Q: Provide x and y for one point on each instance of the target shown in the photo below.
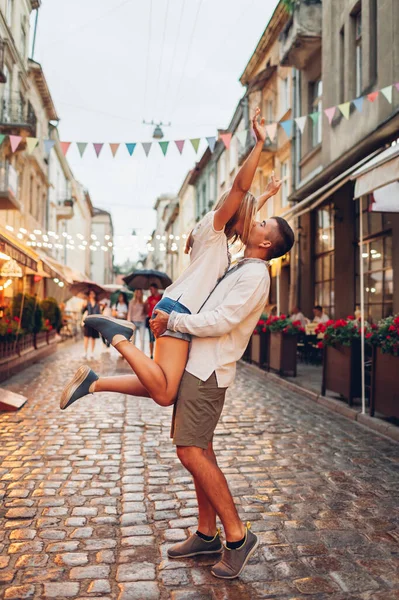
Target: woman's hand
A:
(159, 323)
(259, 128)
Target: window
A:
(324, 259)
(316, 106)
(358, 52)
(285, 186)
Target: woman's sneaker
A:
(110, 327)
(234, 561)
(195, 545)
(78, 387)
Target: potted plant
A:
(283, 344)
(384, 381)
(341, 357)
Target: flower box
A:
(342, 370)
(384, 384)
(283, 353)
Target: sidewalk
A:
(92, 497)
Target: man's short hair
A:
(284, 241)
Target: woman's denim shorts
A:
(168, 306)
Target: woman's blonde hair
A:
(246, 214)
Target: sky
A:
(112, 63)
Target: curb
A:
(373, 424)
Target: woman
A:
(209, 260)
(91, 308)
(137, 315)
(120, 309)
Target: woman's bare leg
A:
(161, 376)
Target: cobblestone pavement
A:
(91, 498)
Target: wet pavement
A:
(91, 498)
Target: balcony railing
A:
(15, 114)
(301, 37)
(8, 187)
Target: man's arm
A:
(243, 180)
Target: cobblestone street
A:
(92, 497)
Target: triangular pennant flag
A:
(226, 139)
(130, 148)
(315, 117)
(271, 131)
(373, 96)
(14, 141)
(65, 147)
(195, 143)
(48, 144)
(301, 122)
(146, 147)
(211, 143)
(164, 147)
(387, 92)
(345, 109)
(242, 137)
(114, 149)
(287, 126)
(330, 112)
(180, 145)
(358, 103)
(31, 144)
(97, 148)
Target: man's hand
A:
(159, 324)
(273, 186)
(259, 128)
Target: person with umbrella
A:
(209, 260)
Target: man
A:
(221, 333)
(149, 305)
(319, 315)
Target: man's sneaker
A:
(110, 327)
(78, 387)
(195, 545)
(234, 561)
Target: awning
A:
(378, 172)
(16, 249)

...

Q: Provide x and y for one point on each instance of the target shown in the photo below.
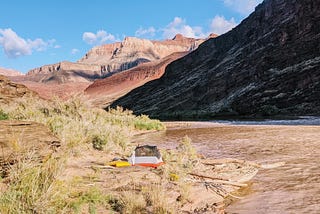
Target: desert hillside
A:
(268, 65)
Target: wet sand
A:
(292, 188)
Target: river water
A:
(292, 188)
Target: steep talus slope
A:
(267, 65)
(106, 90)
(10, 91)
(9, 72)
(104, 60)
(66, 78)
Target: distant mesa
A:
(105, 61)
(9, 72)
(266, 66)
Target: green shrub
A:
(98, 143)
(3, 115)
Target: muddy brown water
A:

* * *

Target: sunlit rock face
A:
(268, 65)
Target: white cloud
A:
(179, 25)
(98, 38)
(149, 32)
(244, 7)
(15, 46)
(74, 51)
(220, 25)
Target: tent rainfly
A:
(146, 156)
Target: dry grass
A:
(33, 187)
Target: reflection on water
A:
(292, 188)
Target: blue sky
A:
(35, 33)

== THE TASK ==
Scan the material above for the word "sneaker". Copy each line where it occurs.

== WRITTEN REPLY ==
Target: woman's sneaker
Target: man's sneaker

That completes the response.